◆ WORK TO BE COMPLETED
Please format the records between the lines holding "Above is an image. Study it and locate church" and "[364,866,408,940]", inclusive, as a JSON list of strings, one string per line, with blank lines omitted.

◆ MATERIAL
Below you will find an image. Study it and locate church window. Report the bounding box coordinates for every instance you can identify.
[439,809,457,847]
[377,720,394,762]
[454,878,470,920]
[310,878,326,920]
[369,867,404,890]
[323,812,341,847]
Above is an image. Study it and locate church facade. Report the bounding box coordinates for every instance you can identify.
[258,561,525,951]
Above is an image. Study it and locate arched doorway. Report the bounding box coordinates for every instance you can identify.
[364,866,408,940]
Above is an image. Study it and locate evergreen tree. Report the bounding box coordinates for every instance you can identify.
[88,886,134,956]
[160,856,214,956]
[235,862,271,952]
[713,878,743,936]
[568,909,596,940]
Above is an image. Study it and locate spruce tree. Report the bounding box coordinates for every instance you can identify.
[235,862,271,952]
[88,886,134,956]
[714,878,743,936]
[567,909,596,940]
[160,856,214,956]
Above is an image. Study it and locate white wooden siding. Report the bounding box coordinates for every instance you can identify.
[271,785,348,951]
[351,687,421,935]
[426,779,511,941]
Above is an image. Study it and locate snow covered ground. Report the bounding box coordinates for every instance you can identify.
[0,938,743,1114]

◆ TASK ANSWER
[
  "Above is an image. Study it and locate church facade. Report the bounding box coordinates for every instance you can identify.",
  "[258,561,525,951]",
  "Above is an image. Study it and locate arched doorway. Report the bounding box coordinates for every instance you can identify.",
  "[364,866,408,940]"
]